ZU VERWENDENDE DATEN ▸
#####

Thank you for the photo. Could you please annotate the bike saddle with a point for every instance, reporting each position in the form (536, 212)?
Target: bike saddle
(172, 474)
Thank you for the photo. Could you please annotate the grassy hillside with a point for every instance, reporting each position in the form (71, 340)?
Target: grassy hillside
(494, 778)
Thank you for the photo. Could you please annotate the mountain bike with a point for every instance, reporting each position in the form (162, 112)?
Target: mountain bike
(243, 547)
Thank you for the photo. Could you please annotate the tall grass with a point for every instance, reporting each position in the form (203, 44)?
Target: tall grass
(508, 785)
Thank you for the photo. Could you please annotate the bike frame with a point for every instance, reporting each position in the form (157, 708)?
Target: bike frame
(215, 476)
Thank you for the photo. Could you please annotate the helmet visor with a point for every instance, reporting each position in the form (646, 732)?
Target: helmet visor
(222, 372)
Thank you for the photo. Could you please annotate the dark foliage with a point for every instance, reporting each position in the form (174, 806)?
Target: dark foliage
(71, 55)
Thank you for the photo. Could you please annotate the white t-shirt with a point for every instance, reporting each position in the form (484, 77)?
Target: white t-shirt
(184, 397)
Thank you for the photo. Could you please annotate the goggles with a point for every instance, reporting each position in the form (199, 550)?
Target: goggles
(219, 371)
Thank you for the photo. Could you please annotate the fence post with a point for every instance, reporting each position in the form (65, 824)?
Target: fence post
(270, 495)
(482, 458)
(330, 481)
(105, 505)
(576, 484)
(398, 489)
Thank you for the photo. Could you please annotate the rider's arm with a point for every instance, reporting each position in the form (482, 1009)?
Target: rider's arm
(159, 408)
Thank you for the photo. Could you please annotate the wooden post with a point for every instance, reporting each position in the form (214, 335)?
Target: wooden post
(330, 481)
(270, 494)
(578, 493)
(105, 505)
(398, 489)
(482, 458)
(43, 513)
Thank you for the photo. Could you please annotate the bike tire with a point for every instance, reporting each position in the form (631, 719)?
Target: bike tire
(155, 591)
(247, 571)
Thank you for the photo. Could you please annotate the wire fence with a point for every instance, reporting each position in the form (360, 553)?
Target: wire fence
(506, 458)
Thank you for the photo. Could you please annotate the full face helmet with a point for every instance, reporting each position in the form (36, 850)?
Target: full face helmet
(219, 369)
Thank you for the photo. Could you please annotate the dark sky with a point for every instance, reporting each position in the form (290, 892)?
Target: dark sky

#####

AUFGABENSTELLUNG ▸ Formatieren Sie sämtliche Einträge oben als JSON-Liste von Strings, wobei jede Zeile einen eigenen String ergibt. Leerzeilen werden ausgelassen.

LÖSUNG DER AUFGABE ▸
[
  "Thank you for the photo. Could you please annotate the bike saddle with a point for every instance, reporting each position in the form (536, 212)?",
  "Target: bike saddle",
  "(172, 474)",
  "Thank you for the photo. Could you please annotate the grassy hillside with a point for every instance, reporting each position in the form (71, 340)?",
  "Target: grassy hillside",
  "(494, 778)",
  "Thank you for the photo. Could you please annotate the mountain bike with a point for every instance, reporting each position in the form (162, 112)?",
  "Target: mountain bike",
  "(243, 547)",
  "Thank you for the photo. Could you please annotate the tall grass with a point for every instance, reporting each position in the form (203, 44)?",
  "Target: tall grass",
  "(508, 785)",
  "Thank you for the photo. Could you please annotate the bike frame with a point for every instance, reporting each position in the form (157, 708)?",
  "Target: bike frame",
  "(215, 476)",
  "Thank you for the photo. Could you please annotate the helmet visor with a point for every instance, reporting each position in the form (646, 732)?",
  "Target: helmet visor",
  "(222, 372)",
  "Thank you for the photo. Could you please annotate the dark foliage with a point for every instance, reporting each position in the form (174, 806)?",
  "Target: dark foliage",
  "(71, 55)",
  "Thank you for the photo. Could you please annotate the white t-shirt with a point for every instance, reporting each position in the form (484, 77)?",
  "Target: white t-shirt",
  "(184, 397)",
  "Thank you for the photo. Could you please annotate the goggles with a point for every instance, reporting each position in the form (199, 550)?",
  "Target: goggles",
  "(219, 371)",
  "Thank you for the photo. Could you please annotate the fence post with a point for every instance, reporting each position in the form (65, 824)?",
  "Target: fence post",
  "(270, 495)",
  "(482, 458)",
  "(330, 481)",
  "(105, 505)",
  "(576, 484)",
  "(398, 489)",
  "Thank you for the photo. Could you please annotate the rider's arm with a point for every instance, reporting each position in the form (482, 1009)?",
  "Target: rider's arm",
  "(159, 408)",
  "Thank you for the photo. Could you please annotate the wooden post with a point for every instance, reporting each position in the form (214, 335)?",
  "Target: wooden post",
  "(330, 481)",
  "(270, 494)",
  "(578, 493)",
  "(105, 505)",
  "(398, 489)",
  "(482, 458)",
  "(43, 513)",
  "Thank you for the photo. Could you please annotate the bike tire with a point for every instance, reporting each position in the form (631, 719)?",
  "Target: bike tire",
  "(155, 591)",
  "(247, 571)",
  "Thank you for the photo. Could you please annotate the wire fence with a point for every instance, reporting each position in the form (360, 553)?",
  "Target: wire fence",
  "(506, 458)",
  "Thank you for the photo. Could you please annotate the full face helmet with a point for every instance, reporting each position in the form (36, 850)?",
  "Target: full face helmet",
  "(219, 369)",
  "Thank you for the photo. Could you please annotate the dark sky with a point for every instance, reporting each position in the form (290, 892)?",
  "Target: dark sky"
]